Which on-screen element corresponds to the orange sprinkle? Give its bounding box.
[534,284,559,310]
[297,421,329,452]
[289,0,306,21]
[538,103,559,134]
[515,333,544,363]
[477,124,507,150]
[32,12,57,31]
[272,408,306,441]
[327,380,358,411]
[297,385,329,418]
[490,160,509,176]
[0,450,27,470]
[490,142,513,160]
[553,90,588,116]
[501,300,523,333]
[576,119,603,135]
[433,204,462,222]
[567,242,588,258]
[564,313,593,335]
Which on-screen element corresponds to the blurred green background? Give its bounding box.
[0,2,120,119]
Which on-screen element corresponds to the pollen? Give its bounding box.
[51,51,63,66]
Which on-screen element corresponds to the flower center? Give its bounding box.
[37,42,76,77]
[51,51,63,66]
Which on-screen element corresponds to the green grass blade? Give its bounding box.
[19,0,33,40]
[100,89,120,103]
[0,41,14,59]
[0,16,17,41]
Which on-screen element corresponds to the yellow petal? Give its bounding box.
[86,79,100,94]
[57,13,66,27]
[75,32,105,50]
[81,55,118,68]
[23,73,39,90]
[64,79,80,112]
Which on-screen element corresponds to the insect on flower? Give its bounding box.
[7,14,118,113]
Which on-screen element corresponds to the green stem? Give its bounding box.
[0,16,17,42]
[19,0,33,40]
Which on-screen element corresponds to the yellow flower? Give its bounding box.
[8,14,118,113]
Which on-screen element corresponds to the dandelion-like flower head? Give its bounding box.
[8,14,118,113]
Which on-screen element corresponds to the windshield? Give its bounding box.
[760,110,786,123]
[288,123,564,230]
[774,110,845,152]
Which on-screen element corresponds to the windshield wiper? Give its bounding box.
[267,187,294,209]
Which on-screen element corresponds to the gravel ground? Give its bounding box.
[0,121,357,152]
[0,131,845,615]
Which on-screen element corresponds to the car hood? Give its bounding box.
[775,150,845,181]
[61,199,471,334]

...

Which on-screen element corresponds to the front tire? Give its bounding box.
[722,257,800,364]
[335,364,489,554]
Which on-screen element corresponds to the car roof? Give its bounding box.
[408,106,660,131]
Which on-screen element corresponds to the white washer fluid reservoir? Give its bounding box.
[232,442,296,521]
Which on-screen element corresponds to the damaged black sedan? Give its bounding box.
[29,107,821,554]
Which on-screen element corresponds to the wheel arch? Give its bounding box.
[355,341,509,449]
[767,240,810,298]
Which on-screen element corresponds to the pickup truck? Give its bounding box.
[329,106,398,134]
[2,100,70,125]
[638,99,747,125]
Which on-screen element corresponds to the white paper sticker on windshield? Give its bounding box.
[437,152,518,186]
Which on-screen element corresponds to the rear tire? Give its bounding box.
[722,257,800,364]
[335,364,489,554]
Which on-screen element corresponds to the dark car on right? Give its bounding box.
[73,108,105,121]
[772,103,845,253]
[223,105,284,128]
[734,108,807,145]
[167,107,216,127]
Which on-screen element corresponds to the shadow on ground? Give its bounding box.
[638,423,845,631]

--

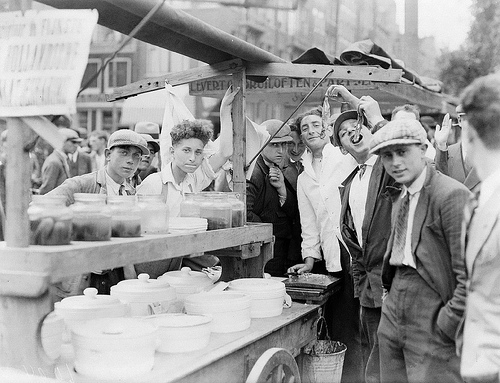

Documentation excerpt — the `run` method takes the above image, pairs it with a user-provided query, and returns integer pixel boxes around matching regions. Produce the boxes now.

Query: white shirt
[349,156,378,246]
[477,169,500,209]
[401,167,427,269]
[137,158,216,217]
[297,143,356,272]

Your objective ->
Update the lines from the one containing "Which on-screen element corresponds to the rear" through the one containing "[167,107,216,127]", inclusive, replacing "rear tire" with "back tire" and leaving everything else unchanged.

Full output ->
Which on-screen element corresponds to the back tire? Give its bounding box.
[722,257,800,364]
[335,364,489,554]
Which on-screen element corresponds to the dark car on right? Give its bounding box.
[73,108,105,121]
[772,103,845,253]
[223,105,284,128]
[734,108,807,145]
[167,107,216,127]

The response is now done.